*Problem to work on*:
Lines before the one containing "Pretty please, detect the short" are to be left out; reproduce that line and all the rest of the entries exactly.

*Exercise inputs*:
-*-
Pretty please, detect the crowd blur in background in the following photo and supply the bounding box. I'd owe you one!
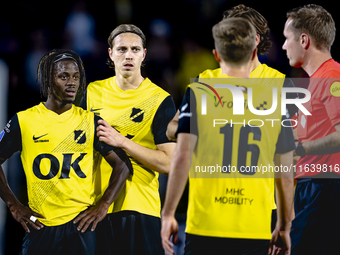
[0,0,338,254]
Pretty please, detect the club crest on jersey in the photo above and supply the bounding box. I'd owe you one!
[130,108,144,123]
[74,130,86,144]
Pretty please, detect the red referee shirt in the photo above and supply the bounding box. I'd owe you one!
[296,59,340,178]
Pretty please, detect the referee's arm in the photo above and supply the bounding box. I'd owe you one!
[299,123,340,155]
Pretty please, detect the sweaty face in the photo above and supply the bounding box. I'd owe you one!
[282,18,305,68]
[109,33,146,78]
[52,60,80,104]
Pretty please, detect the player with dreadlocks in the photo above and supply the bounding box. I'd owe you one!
[0,49,132,255]
[37,49,87,100]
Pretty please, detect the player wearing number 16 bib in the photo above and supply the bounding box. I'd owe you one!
[161,18,295,255]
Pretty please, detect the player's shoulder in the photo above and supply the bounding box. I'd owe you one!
[259,64,286,78]
[314,60,340,96]
[88,77,114,89]
[73,104,94,117]
[318,59,340,78]
[199,68,222,79]
[144,78,170,98]
[17,103,44,117]
[144,78,165,90]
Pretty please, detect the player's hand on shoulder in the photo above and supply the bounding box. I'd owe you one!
[9,201,45,233]
[97,119,126,148]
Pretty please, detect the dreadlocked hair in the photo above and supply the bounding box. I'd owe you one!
[36,49,87,99]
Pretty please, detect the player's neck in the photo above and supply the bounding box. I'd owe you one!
[220,61,251,78]
[302,49,332,77]
[115,72,145,91]
[45,98,73,115]
[250,56,261,72]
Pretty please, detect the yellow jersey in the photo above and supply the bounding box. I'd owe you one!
[199,63,286,79]
[200,64,296,205]
[85,77,175,217]
[178,66,294,239]
[0,103,113,226]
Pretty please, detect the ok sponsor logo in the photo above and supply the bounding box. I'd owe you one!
[33,153,87,180]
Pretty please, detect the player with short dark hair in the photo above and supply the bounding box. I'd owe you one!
[0,49,132,255]
[282,4,340,255]
[161,17,295,255]
[81,24,176,254]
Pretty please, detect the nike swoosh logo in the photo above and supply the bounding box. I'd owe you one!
[33,134,48,140]
[90,107,103,112]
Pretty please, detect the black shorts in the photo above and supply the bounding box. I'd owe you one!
[184,234,270,255]
[291,178,340,255]
[95,211,164,255]
[21,217,96,255]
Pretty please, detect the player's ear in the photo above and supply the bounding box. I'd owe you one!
[300,33,310,50]
[108,48,114,61]
[255,34,260,48]
[143,48,147,60]
[213,49,221,63]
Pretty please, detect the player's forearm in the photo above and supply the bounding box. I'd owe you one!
[97,119,175,175]
[122,138,174,175]
[275,178,294,230]
[302,129,340,155]
[98,151,131,208]
[274,151,294,230]
[162,147,190,217]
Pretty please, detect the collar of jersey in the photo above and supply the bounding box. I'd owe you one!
[38,102,75,122]
[112,76,151,93]
[202,64,263,79]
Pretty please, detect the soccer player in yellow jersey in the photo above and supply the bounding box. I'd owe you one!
[0,49,132,255]
[166,4,298,142]
[81,24,176,254]
[161,17,295,255]
[164,5,296,254]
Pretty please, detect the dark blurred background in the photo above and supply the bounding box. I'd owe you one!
[0,0,339,254]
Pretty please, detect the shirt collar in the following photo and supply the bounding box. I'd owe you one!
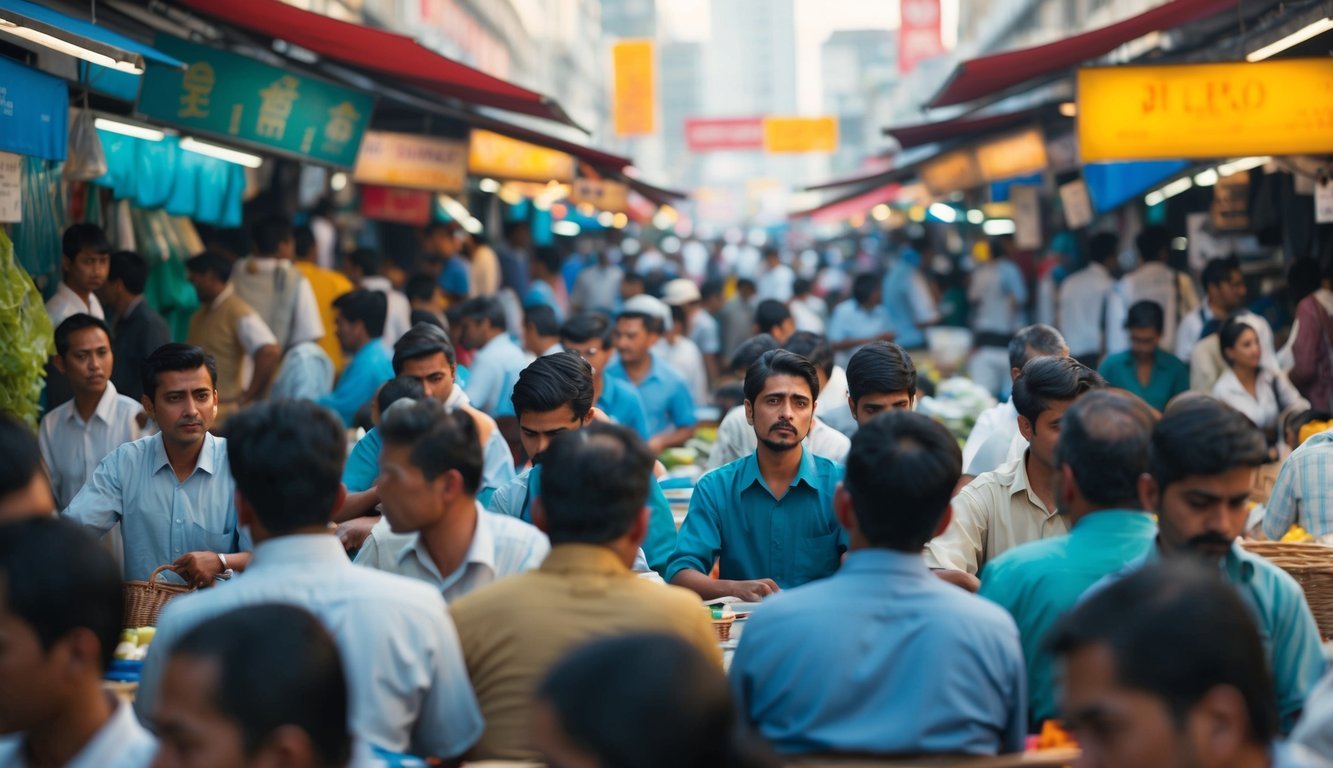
[90,381,122,424]
[1145,539,1256,583]
[211,283,235,310]
[398,503,497,578]
[839,548,929,578]
[150,432,219,477]
[56,281,94,310]
[738,447,819,498]
[250,534,350,571]
[1009,454,1055,519]
[1070,509,1156,534]
[539,543,631,576]
[480,333,512,355]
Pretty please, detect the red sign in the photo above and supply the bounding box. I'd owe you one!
[684,117,764,152]
[899,0,945,74]
[360,185,432,226]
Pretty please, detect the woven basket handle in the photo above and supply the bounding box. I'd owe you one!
[149,564,180,584]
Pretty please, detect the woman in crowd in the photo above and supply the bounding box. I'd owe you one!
[1213,316,1309,454]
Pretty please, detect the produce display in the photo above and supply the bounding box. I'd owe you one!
[113,626,158,662]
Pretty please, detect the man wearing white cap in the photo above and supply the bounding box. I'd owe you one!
[663,279,716,402]
[606,295,698,455]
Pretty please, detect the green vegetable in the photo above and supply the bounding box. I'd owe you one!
[0,229,54,426]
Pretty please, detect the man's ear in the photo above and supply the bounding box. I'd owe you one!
[1059,464,1078,507]
[580,409,596,427]
[627,506,650,548]
[1138,473,1160,513]
[58,626,104,684]
[52,354,67,375]
[1185,686,1249,768]
[932,505,954,539]
[1017,414,1035,443]
[744,399,755,425]
[252,725,320,768]
[531,497,549,534]
[140,395,156,422]
[834,484,856,534]
[236,490,256,529]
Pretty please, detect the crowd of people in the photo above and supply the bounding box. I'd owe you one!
[0,214,1331,767]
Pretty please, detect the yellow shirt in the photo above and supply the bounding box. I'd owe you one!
[449,544,722,761]
[294,260,354,371]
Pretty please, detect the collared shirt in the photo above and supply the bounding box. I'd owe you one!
[968,259,1027,335]
[1264,430,1333,541]
[439,255,471,298]
[706,404,850,470]
[61,433,249,582]
[663,335,709,405]
[924,455,1067,575]
[231,257,324,349]
[666,448,846,589]
[136,535,484,758]
[207,284,279,355]
[605,353,698,438]
[881,260,939,349]
[0,694,155,768]
[317,339,395,427]
[466,333,529,415]
[449,544,721,761]
[46,281,104,327]
[109,297,171,402]
[355,506,549,602]
[827,299,893,369]
[1213,367,1310,437]
[756,263,795,302]
[269,340,334,401]
[1097,349,1190,412]
[1176,305,1278,366]
[962,399,1019,479]
[1106,262,1198,353]
[39,382,144,509]
[360,276,413,351]
[597,374,650,439]
[690,309,721,355]
[1057,262,1115,357]
[487,464,677,576]
[732,549,1026,755]
[979,510,1158,724]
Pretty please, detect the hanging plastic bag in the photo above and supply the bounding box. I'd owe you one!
[65,108,108,182]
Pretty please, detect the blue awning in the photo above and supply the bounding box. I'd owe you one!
[0,0,185,71]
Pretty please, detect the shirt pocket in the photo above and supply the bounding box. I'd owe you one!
[188,519,236,554]
[794,529,842,585]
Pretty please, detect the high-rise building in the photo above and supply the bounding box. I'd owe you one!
[659,40,704,189]
[821,29,897,175]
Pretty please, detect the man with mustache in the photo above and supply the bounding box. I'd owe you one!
[668,350,845,601]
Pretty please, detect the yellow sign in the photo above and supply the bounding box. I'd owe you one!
[353,131,468,192]
[762,116,838,153]
[920,148,982,196]
[467,129,575,183]
[612,40,655,136]
[976,127,1048,182]
[568,179,630,212]
[1078,59,1333,162]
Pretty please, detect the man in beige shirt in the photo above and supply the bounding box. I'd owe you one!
[449,422,721,761]
[925,357,1105,587]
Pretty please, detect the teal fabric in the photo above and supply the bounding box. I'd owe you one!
[1097,349,1189,412]
[94,132,244,227]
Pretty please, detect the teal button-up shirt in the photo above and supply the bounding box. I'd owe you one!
[666,448,845,589]
[979,510,1157,726]
[1096,349,1189,412]
[316,339,394,427]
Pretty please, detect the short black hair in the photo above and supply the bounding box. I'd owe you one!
[1011,356,1104,425]
[846,341,916,403]
[793,277,813,296]
[524,303,561,337]
[783,332,833,378]
[251,214,293,255]
[62,223,109,260]
[743,349,820,405]
[1088,232,1119,264]
[108,250,149,294]
[0,412,42,501]
[54,313,112,357]
[380,399,482,494]
[1202,255,1241,290]
[1124,300,1165,333]
[226,401,346,532]
[333,289,388,339]
[845,411,961,550]
[735,277,756,293]
[511,352,595,420]
[459,296,507,330]
[392,323,457,373]
[376,374,425,415]
[1008,324,1068,371]
[404,273,439,304]
[753,299,791,335]
[700,279,724,300]
[729,334,779,375]
[292,224,315,259]
[1218,316,1257,364]
[1149,396,1267,491]
[142,343,218,401]
[539,422,654,545]
[1055,390,1159,509]
[185,250,233,283]
[1048,561,1277,745]
[851,272,879,305]
[618,310,663,336]
[169,604,351,767]
[622,272,646,289]
[560,313,613,348]
[409,309,447,332]
[534,245,562,274]
[346,247,385,277]
[1135,225,1171,263]
[0,517,122,671]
-*-
*Written response*:
Pretty please, detect the short black hair in the photo above and supply the bounding box. I'd owe you one!
[1011,356,1104,425]
[846,341,916,403]
[793,277,813,296]
[524,303,561,337]
[783,332,833,378]
[251,214,293,255]
[62,223,109,260]
[743,349,820,405]
[1088,232,1119,264]
[108,250,149,294]
[0,412,42,501]
[54,313,112,357]
[380,399,482,494]
[1202,255,1241,290]
[1124,300,1165,333]
[226,401,346,532]
[333,289,388,339]
[845,411,961,550]
[735,277,756,293]
[511,352,595,420]
[459,296,507,330]
[392,323,457,373]
[376,374,425,415]
[1008,324,1068,371]
[404,273,439,304]
[753,299,791,335]
[700,279,724,300]
[729,334,779,375]
[292,224,315,259]
[1218,316,1257,364]
[1149,396,1267,491]
[142,343,218,401]
[539,422,654,545]
[1055,390,1159,509]
[185,250,233,283]
[1048,561,1277,745]
[851,272,879,305]
[618,310,663,336]
[169,604,351,767]
[622,272,646,289]
[560,313,613,348]
[409,309,447,332]
[534,245,562,274]
[346,247,385,277]
[1135,225,1171,263]
[0,517,122,671]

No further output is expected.